EXERCISE -> Each line of the data must be set down again without a single difference.

[RECORD SET — start]

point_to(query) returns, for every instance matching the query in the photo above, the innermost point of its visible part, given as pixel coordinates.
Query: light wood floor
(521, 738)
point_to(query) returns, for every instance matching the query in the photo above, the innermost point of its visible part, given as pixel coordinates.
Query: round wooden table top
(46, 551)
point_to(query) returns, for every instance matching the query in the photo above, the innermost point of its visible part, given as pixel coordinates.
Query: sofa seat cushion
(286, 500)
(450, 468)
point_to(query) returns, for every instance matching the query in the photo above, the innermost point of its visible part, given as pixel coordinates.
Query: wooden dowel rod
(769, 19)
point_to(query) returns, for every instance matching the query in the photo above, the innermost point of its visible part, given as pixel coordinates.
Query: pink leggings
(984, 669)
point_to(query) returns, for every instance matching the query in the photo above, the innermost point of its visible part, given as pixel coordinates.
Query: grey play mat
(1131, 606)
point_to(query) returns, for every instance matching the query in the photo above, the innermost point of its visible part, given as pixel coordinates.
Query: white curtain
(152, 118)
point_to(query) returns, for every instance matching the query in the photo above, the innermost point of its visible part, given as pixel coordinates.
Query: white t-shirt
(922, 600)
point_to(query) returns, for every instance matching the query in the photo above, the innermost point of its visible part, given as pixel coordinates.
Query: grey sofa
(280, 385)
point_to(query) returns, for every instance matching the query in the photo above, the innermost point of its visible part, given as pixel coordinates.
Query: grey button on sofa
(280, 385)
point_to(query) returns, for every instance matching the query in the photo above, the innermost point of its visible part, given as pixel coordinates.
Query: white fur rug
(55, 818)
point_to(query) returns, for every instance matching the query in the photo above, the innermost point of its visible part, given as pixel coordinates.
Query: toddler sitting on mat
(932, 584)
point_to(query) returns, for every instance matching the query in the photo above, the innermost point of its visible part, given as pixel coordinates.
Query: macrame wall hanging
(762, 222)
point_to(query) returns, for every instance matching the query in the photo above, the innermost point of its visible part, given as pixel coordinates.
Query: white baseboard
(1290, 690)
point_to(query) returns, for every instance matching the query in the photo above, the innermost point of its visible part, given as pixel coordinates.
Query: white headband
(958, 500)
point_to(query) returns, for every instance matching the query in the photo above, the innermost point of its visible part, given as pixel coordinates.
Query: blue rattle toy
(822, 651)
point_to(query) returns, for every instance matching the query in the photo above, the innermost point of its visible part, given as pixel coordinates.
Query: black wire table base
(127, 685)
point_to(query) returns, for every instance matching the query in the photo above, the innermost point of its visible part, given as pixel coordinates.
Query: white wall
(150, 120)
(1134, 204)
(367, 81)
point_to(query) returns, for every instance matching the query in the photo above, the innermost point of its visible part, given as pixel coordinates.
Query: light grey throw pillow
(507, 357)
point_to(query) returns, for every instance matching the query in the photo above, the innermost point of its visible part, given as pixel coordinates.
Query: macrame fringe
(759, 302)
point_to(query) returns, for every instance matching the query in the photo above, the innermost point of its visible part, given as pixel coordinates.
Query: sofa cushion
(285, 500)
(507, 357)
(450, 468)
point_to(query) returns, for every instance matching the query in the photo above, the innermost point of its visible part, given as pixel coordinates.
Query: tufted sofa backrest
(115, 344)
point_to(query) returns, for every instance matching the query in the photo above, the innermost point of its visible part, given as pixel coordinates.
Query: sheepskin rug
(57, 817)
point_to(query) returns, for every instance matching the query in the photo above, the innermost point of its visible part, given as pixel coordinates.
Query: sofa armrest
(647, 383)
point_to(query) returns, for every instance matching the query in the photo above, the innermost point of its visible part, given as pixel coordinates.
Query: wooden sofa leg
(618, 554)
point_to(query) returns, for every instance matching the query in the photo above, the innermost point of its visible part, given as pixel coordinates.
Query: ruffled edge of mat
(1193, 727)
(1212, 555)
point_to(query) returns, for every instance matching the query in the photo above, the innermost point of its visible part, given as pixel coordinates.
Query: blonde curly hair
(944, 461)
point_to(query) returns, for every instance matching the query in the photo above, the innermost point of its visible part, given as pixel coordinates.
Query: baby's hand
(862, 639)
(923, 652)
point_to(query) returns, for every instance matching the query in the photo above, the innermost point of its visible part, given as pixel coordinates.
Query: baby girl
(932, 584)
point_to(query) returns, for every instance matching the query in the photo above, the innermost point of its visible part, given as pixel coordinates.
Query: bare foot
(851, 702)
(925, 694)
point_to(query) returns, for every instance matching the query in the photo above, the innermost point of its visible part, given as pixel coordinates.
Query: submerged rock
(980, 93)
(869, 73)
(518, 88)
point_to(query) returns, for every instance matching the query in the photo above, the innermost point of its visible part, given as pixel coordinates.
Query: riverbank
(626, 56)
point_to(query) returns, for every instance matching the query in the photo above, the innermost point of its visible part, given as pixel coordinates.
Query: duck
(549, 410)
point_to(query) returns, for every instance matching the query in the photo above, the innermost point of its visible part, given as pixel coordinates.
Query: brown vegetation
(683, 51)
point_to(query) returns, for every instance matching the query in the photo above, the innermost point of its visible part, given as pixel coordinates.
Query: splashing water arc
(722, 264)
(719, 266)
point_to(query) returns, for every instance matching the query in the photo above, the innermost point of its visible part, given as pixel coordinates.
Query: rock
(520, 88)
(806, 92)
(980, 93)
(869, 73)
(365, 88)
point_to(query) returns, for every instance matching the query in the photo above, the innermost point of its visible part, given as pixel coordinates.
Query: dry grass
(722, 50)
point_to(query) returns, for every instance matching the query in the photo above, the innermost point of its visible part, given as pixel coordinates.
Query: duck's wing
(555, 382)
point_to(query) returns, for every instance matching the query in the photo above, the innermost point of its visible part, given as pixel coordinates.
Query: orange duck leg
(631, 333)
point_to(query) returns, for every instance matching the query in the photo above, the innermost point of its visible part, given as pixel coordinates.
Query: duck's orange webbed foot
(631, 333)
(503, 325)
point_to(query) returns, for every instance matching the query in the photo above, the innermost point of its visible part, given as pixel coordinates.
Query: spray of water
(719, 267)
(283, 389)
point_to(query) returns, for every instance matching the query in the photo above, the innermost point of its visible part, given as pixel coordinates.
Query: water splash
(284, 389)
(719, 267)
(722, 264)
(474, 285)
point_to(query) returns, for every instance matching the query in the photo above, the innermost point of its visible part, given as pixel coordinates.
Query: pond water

[RECORD SET — finish]

TASK SOLUTION ->
point_to(query) returns, for every instance matching the query in the photo above, the innermost point of its visible part, given as pixel coordinates.
Query: light wood floor
(521, 738)
point_to(query) returns, for every instance matching the query in the photo above, the innermost point of its visible part, given as pixel coordinates.
Query: round wooden table top
(46, 551)
point_to(query) returns, for every instance matching the query in the photo above, the innermost point of its visible part, given as pixel coordinates.
Query: sofa seat cushion
(286, 500)
(450, 468)
point_to(query) returns, for every instance matching the query in the photo above, the innermost point of its visible part, given as pixel coordinates.
Query: wooden dowel rod
(769, 19)
point_to(query) returns, for every instance matching the query in the photo above, the innermost point of its visible part, given as pixel coordinates.
Query: pink leggings
(984, 669)
point_to(query) returns, for every instance matching the query in the photo above, the innermost point of its visible part, given as pixel coordinates.
Query: grey play mat
(1131, 606)
point_to(query) returns, for every instance matching the query in the photo above, the innermost point of its visible part, given as pixel coordinates.
Query: white curtain
(152, 118)
point_to(query) returns, for every instance matching the query in the photo above, the innermost point of its visible part, given as pixel coordinates.
Query: white t-shirt
(922, 600)
point_to(query) returns, for every instance matching the query in the photo above, the innermost point of its visible part, given as pixel coordinates.
Query: grey sofa
(280, 385)
point_to(query) returns, for every instance matching the query in the photo above, the innermost point of its visible part, given as pixel coordinates.
Query: grey button on sofa
(280, 385)
point_to(query) returns, for every instance matching the query in the photo above, the innermost point of its visible part, given as pixel coordinates.
Query: white fur rug
(55, 818)
point_to(query) returns, for every instance matching the query in the photo above, the innermost point of its visible part, given as pixel coordinates.
Query: toddler sitting on mat
(932, 584)
point_to(query) returns, for every instance matching the query in the photo above, the innermost point of its visible part, given as pixel coordinates.
Query: macrame wall hanging
(762, 222)
point_to(query) returns, for every instance matching the query in the photo above, the innermost point of its visible part, given as pixel coordinates.
Query: white baseboard
(1290, 690)
point_to(query) returns, for every instance matching the query in the photo above, the innermost point of its visible part, given as pixel coordinates.
Query: white headband
(958, 500)
point_to(query) returns, for every instance matching the query in the photo above, the innermost point of its visible part, given as pixel coordinates.
Query: blue rattle toy
(822, 651)
point_to(query) returns, for every instance matching the query in the photo above, the innermost point of its visible part, given as pixel coordinates.
Query: black wire table base
(127, 685)
point_to(query) returns, for every instance matching the query in the photo above, the innermost point of its visible part, given as pixel coordinates.
Query: white wall
(150, 120)
(1134, 204)
(367, 81)
point_to(query) returns, for every instance matching the query in the photo above, the innermost point of its visible part, given as pixel coordinates.
Query: light grey throw pillow
(507, 357)
point_to(query) returns, for every instance matching the query in the photo above, the innermost point of its visible part, given as pixel coordinates.
Query: macrame fringe
(759, 302)
point_to(query) returns, for every instance matching the query in the photo above, the innermost point of its visible part, given as pixel coordinates.
Query: sofa cushion
(285, 500)
(507, 357)
(450, 468)
point_to(query) returns, for every instance matching the query in the photo above, the innermost point of its visible part, given as pixel coordinates.
Query: tufted sofa backrest
(115, 344)
point_to(query) returns, for every instance matching the query in the photo above, the innermost point of its visible part, given as pixel coordinates.
Query: sheepskin rug
(57, 817)
point_to(query) returns, for every instance matching the query in the photo above, the innermost point of its visible part, given as pixel coordinates.
Query: sofa armrest
(647, 383)
point_to(query) returns, for every instance matching the query in the photo above, the innermost point of its visible part, given as pixel coordinates.
Query: wooden sofa leg
(618, 554)
point_to(query) returns, for every instance matching the query in the photo above, the innermost point of its visible part, given as pixel coordinates.
Query: ruffled edge of mat
(1193, 727)
(1212, 555)
point_to(query) returns, for every instance matching the query in the photo above, the innermost point of its visible part, given as pixel coordinates.
Query: blonde curly hair
(944, 461)
point_to(query) returns, for every instance matching the query in the photo above, the innermost point of its visible part, given as pixel coordinates.
Query: baby's hand
(862, 639)
(923, 652)
point_to(query) returns, for every instance matching the query in the photo above, the innermost point of its visible part, given as pixel coordinates.
Query: baby girl
(932, 584)
point_to(query) returns, for every instance matching the query in the photo above, the innermost point of its visible part, given as pixel coordinates.
Query: bare foot
(851, 702)
(925, 694)
point_to(query) returns, for every instance matching the query in the photo above, the innermost point of its visible part, given as pixel coordinates.
Query: submerged rock
(980, 93)
(869, 73)
(518, 88)
point_to(query) returns, for every instance matching the query in the photo above, the innermost point of its visible part, given as pixel coordinates.
Query: riverbank
(626, 56)
point_to(query) returns, for every instance matching the query in the photo above, the innermost point of its visible part, given as pixel coordinates.
Query: duck
(549, 410)
point_to(query) returns, for every instance matching the query in the photo above, the innermost point of its visible part, given as pixel coordinates.
Query: brown vegetation
(683, 51)
point_to(query) returns, for every instance matching the query in the photo above, the innermost point of its visible part, given as pixel coordinates.
Query: splashing water arc
(722, 264)
(719, 266)
point_to(query) returns, for every instance matching the query in the photo above, the innermost point of its visible part, given as pixel coordinates.
Query: rock
(520, 88)
(806, 92)
(980, 93)
(869, 73)
(365, 88)
point_to(query) returns, for every instance matching the query in the photo above, the innermost point of its visible part, given as pixel coordinates.
Query: dry grass
(722, 50)
point_to(query) returns, for every instance matching the query in the photo above, the innermost point of its visible part, given as pixel coordinates.
Query: duck's wing
(555, 382)
point_to(query) returns, for every instance matching the query in the photo above, the innermost point of its visible part, given as pixel coordinates.
Query: orange duck leg
(631, 333)
point_to(query) returns, for every instance matching the query in the photo above, the innermost point of its visible part, given as pixel coordinates.
Query: duck's orange webbed foot
(631, 333)
(503, 325)
point_to(query) returns, for every instance matching the query in the photo above, the innermost point of its visible part, given as pixel coordinates.
Query: spray of water
(719, 267)
(283, 389)
point_to(query) returns, for every instance matching the query in the photo above, the innermost point of its visible part, given as pixel coordinates.
Query: water splash
(284, 389)
(719, 267)
(722, 264)
(474, 285)
point_to(query) returns, for every instance matching the query in the photo above, the innermost point of its visible part, given as pixel coordinates.
Query: pond water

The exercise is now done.